== Work to be completed ==
Word for word, output every line of the material below, minus pictures.

== Record extracts ==
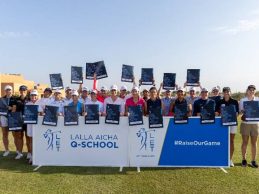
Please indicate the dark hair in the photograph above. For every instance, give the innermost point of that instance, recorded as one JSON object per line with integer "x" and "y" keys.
{"x": 152, "y": 88}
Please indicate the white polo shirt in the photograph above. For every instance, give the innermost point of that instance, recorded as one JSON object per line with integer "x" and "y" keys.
{"x": 118, "y": 101}
{"x": 96, "y": 102}
{"x": 241, "y": 108}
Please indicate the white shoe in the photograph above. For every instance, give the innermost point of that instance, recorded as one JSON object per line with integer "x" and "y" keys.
{"x": 6, "y": 153}
{"x": 28, "y": 156}
{"x": 19, "y": 156}
{"x": 231, "y": 163}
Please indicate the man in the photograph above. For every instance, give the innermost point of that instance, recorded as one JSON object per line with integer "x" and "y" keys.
{"x": 33, "y": 101}
{"x": 84, "y": 98}
{"x": 45, "y": 100}
{"x": 200, "y": 103}
{"x": 18, "y": 135}
{"x": 167, "y": 100}
{"x": 227, "y": 100}
{"x": 75, "y": 102}
{"x": 114, "y": 99}
{"x": 191, "y": 98}
{"x": 68, "y": 98}
{"x": 94, "y": 100}
{"x": 11, "y": 102}
{"x": 58, "y": 102}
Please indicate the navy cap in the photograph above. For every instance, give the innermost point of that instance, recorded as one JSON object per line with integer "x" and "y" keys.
{"x": 23, "y": 88}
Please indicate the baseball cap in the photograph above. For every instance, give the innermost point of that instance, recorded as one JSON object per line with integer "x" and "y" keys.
{"x": 68, "y": 88}
{"x": 74, "y": 93}
{"x": 84, "y": 89}
{"x": 135, "y": 88}
{"x": 48, "y": 90}
{"x": 251, "y": 87}
{"x": 57, "y": 91}
{"x": 226, "y": 89}
{"x": 114, "y": 87}
{"x": 8, "y": 87}
{"x": 180, "y": 89}
{"x": 192, "y": 89}
{"x": 104, "y": 88}
{"x": 204, "y": 90}
{"x": 94, "y": 91}
{"x": 124, "y": 88}
{"x": 22, "y": 88}
{"x": 34, "y": 92}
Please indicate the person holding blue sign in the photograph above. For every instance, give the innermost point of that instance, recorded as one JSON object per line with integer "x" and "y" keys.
{"x": 18, "y": 135}
{"x": 249, "y": 128}
{"x": 228, "y": 101}
{"x": 94, "y": 100}
{"x": 58, "y": 102}
{"x": 84, "y": 98}
{"x": 154, "y": 101}
{"x": 3, "y": 119}
{"x": 68, "y": 98}
{"x": 46, "y": 99}
{"x": 180, "y": 100}
{"x": 201, "y": 102}
{"x": 33, "y": 101}
{"x": 135, "y": 100}
{"x": 114, "y": 99}
{"x": 75, "y": 102}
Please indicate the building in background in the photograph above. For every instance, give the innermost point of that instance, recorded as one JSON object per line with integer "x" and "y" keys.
{"x": 16, "y": 80}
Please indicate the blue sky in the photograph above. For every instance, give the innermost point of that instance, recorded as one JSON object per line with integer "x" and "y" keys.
{"x": 220, "y": 37}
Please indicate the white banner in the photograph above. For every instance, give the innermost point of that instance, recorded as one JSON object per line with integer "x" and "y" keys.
{"x": 82, "y": 145}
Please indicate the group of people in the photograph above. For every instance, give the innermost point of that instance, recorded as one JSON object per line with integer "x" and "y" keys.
{"x": 147, "y": 99}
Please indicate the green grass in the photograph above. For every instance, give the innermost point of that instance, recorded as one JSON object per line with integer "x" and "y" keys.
{"x": 18, "y": 177}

== Expected answer ==
Please indicate the dark hair in the photograph above. For every instance, give the innermost point of that instance, recorded as one JSON object per line with integer "x" and "y" keys.
{"x": 152, "y": 88}
Please indicate the white polo shirt in the photograph above. For every instance, give the innermost point of that instance, recorded as one JSON object per line with integer "x" and "y" keys.
{"x": 118, "y": 101}
{"x": 96, "y": 102}
{"x": 241, "y": 108}
Please indicate the white shoe in the photograph above. For every instance, give the innermost point of that instance, recorded as one JSON object per line with integer "x" and "y" keys.
{"x": 6, "y": 153}
{"x": 28, "y": 156}
{"x": 19, "y": 156}
{"x": 231, "y": 163}
Please indicate the man in the photograph above. For every instance, give the innermost point of that instance, recorded as one JSON object per line with integer "x" and "y" keys.
{"x": 33, "y": 101}
{"x": 84, "y": 98}
{"x": 45, "y": 100}
{"x": 200, "y": 103}
{"x": 18, "y": 135}
{"x": 167, "y": 100}
{"x": 227, "y": 100}
{"x": 75, "y": 102}
{"x": 114, "y": 99}
{"x": 191, "y": 98}
{"x": 68, "y": 98}
{"x": 94, "y": 100}
{"x": 11, "y": 102}
{"x": 58, "y": 102}
Please indicate the navy cap in the photograph above. For every instance, give the innermost point of that instance, recorded as one JSON object per line with integer "x" and "y" keys.
{"x": 23, "y": 88}
Please indicate the baseball cap in the photograph above. For every instance, give the innermost point of that instance, recorded as one JSON object per line with integer "x" and "y" keys.
{"x": 68, "y": 88}
{"x": 74, "y": 93}
{"x": 84, "y": 89}
{"x": 135, "y": 88}
{"x": 48, "y": 90}
{"x": 251, "y": 87}
{"x": 57, "y": 91}
{"x": 226, "y": 89}
{"x": 114, "y": 87}
{"x": 8, "y": 87}
{"x": 180, "y": 89}
{"x": 192, "y": 89}
{"x": 104, "y": 88}
{"x": 204, "y": 90}
{"x": 94, "y": 91}
{"x": 124, "y": 88}
{"x": 22, "y": 88}
{"x": 34, "y": 92}
Please indicate the person holding blue sign in the photograph above. For every instance, give the innermost point of that instance, recorded as one JSON object per line with integer "x" and "y" keys.
{"x": 18, "y": 135}
{"x": 249, "y": 128}
{"x": 228, "y": 101}
{"x": 94, "y": 100}
{"x": 58, "y": 102}
{"x": 84, "y": 98}
{"x": 154, "y": 101}
{"x": 3, "y": 119}
{"x": 68, "y": 98}
{"x": 46, "y": 99}
{"x": 180, "y": 100}
{"x": 201, "y": 102}
{"x": 33, "y": 101}
{"x": 135, "y": 100}
{"x": 114, "y": 99}
{"x": 75, "y": 102}
Please indicate the building in background in the photograph above. For every instance, give the innermost point of that instance, recorded as one JSON object per line with integer "x" and "y" keys.
{"x": 16, "y": 80}
Please indicate the blue sky in the photograph above. For every instance, give the innermost point of that instance, recorded as one JSON object per line with integer "x" and "y" keys.
{"x": 220, "y": 37}
Please indicate the white banner in the photograph above. For every instance, give the innermost point of that instance, recorded as one JSON object per line with integer "x" and "y" keys.
{"x": 82, "y": 145}
Please indicate the group of people in the photograph above. For every instance, give the innermost point of that instance, recorded as one JSON object per line with integer "x" and "y" keys.
{"x": 147, "y": 99}
Please indicate the green grass in the photograph above. For every instance, give the innermost point of that instance, recorded as one JSON object per line with integer "x" and "y" keys.
{"x": 18, "y": 177}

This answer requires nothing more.